**AIM OF THE EXERCISE:**
Please return, word for word, the rows from the line containing "In this picture, which region holds the yellow" up to and including the line containing "[102,10,224,162]".

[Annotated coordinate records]
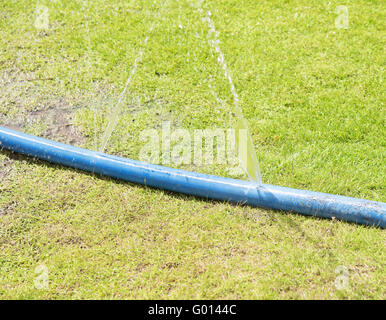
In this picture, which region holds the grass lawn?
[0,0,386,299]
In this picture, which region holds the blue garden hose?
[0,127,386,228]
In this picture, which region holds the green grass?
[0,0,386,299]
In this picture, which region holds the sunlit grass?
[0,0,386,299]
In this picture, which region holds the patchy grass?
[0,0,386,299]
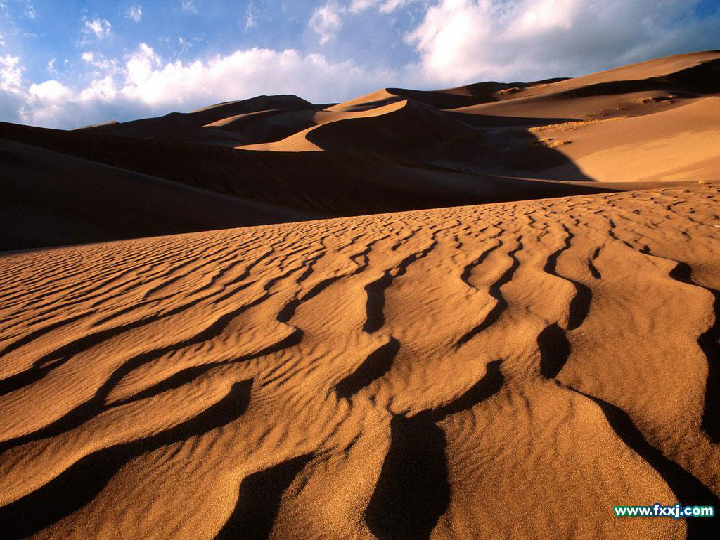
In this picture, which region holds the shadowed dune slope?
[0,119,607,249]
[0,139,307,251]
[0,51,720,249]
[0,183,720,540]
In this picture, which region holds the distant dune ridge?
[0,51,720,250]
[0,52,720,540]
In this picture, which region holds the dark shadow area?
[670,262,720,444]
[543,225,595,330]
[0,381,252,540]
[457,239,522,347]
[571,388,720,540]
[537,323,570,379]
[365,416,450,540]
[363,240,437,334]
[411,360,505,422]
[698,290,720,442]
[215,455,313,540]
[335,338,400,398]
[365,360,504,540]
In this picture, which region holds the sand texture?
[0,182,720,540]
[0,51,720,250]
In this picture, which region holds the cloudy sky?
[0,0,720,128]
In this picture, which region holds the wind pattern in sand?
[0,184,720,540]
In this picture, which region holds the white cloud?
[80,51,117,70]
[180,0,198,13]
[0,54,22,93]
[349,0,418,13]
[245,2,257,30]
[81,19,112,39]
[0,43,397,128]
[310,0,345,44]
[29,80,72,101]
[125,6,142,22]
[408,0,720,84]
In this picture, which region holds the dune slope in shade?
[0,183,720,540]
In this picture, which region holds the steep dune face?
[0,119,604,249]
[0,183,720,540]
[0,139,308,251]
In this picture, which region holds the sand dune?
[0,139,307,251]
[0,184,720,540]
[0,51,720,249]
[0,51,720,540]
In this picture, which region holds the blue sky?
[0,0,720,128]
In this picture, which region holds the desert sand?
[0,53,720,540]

---

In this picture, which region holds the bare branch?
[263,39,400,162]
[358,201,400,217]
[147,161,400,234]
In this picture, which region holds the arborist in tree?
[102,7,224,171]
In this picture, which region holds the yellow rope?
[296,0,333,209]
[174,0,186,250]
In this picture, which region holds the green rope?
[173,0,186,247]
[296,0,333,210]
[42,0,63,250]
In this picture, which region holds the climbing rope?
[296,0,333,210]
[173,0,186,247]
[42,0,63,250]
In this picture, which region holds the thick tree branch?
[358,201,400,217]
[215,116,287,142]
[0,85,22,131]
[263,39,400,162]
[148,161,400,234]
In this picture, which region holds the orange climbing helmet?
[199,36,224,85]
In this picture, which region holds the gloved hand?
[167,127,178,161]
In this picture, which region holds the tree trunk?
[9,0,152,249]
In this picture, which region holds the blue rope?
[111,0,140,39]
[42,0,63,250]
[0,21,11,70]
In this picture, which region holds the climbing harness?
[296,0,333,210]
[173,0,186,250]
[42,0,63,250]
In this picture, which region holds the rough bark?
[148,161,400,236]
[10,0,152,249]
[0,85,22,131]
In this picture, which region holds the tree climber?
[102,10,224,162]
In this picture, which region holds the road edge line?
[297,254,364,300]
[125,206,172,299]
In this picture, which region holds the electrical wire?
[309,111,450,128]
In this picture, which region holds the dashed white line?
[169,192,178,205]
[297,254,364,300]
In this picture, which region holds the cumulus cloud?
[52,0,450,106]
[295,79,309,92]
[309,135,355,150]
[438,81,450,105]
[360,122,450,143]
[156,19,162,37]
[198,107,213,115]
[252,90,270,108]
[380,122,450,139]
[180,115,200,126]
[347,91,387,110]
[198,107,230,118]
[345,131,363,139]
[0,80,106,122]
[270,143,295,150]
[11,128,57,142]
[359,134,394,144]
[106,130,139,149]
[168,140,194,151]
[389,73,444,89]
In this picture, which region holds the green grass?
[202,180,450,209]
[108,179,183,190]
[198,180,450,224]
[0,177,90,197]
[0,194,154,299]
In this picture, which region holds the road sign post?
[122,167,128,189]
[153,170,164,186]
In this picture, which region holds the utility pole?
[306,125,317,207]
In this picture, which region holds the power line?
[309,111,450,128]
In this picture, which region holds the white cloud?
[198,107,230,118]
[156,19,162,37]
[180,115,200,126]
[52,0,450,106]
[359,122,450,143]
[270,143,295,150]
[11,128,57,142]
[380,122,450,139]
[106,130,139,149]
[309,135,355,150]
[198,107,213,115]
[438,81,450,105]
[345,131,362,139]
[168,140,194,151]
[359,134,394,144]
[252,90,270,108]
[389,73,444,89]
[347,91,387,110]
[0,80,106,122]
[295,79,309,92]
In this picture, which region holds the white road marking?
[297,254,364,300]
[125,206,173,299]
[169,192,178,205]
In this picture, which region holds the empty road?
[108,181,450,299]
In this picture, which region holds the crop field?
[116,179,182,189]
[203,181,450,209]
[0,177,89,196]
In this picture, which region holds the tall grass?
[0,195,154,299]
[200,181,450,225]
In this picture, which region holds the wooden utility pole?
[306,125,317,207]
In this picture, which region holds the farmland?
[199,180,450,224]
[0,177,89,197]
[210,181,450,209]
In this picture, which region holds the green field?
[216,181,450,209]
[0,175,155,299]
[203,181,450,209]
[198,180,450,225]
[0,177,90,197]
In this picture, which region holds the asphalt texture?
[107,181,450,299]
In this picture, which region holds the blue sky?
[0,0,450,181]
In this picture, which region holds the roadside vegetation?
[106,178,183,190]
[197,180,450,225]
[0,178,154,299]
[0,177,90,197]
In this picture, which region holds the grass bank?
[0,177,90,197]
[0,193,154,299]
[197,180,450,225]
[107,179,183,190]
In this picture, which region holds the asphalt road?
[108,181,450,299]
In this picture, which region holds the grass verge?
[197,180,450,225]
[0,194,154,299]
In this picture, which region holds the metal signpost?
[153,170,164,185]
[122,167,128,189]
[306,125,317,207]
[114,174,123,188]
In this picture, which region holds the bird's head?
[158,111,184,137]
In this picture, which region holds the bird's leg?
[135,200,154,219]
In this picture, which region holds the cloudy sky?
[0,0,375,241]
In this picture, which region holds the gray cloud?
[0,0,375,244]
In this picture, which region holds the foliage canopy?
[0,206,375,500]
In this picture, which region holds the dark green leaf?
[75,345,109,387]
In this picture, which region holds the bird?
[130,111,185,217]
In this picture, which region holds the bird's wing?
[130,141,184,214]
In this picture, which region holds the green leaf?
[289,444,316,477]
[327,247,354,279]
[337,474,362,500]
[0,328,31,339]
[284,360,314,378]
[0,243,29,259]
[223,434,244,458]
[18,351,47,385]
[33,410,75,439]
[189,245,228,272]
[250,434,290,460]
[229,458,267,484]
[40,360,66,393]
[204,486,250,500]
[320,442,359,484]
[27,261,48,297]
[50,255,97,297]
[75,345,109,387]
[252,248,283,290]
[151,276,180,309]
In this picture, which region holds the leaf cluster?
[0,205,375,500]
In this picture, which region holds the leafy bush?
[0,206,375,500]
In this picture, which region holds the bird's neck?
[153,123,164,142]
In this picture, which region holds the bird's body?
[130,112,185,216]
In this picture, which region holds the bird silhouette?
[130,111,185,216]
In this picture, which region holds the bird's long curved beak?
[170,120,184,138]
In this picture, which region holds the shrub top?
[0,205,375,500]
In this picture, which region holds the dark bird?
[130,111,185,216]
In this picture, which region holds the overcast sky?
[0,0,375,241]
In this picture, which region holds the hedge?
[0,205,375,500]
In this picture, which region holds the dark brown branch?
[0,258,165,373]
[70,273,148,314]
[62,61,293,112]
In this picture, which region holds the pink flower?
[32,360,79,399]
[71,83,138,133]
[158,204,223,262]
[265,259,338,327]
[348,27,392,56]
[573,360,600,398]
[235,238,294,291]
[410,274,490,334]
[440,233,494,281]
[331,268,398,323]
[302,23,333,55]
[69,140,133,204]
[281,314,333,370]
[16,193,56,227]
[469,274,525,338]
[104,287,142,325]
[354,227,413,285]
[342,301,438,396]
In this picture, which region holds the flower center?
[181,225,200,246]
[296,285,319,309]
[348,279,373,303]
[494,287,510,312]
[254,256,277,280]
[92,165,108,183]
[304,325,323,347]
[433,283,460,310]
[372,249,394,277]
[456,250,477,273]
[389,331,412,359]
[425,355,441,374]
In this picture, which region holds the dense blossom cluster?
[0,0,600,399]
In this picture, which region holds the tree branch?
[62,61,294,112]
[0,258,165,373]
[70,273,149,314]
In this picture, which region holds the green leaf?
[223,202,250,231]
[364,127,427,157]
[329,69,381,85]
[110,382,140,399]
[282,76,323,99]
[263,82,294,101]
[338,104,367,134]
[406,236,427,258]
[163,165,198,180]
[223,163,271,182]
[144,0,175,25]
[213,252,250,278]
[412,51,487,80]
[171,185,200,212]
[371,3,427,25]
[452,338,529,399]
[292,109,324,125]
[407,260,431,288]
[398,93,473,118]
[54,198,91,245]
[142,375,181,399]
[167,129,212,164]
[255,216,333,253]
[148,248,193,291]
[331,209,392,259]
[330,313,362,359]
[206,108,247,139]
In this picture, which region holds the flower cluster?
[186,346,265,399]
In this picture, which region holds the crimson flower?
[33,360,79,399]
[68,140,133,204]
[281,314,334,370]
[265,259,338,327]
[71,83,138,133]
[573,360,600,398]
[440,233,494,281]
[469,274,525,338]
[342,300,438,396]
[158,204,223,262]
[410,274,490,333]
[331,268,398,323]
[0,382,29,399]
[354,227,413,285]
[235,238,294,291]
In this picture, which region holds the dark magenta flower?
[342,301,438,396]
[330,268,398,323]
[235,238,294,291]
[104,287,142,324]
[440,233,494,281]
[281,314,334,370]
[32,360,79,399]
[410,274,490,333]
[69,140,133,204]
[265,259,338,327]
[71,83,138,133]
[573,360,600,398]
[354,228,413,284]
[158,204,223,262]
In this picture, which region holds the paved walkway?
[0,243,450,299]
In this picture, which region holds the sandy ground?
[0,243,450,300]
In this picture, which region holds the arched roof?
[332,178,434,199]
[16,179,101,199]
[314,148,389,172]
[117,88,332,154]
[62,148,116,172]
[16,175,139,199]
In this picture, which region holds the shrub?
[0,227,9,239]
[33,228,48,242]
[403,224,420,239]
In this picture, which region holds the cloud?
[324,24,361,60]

**FULL RESPONSE:**
In this picture, which region holds the yellow rope?
[296,0,333,209]
[174,0,186,250]
In this picture, which region holds the green rope?
[173,0,186,247]
[296,0,333,210]
[42,0,63,250]
In this picture, which region holds the climbing rope?
[296,0,333,210]
[173,0,186,247]
[42,0,63,250]
In this picture, which region holds the thick tree branch?
[358,201,400,217]
[215,116,287,142]
[0,85,22,131]
[263,39,400,162]
[148,161,400,234]
In this picture, which region holds the orange climbing helmet?
[199,36,224,85]
In this picture, which region holds the gloved hand?
[167,127,178,161]
In this picture, which region holds the tree trunk?
[9,0,152,249]
In this picture, which region holds the blue rope?
[111,0,140,39]
[42,0,63,250]
[0,21,11,70]
In this picture, which region holds the climbing harness?
[296,0,333,210]
[173,0,186,250]
[42,0,63,250]
In this picture, which region holds the rough bark?
[148,161,400,236]
[10,0,152,249]
[0,85,22,131]
In this picture, which region holds the tree climber?
[102,10,224,162]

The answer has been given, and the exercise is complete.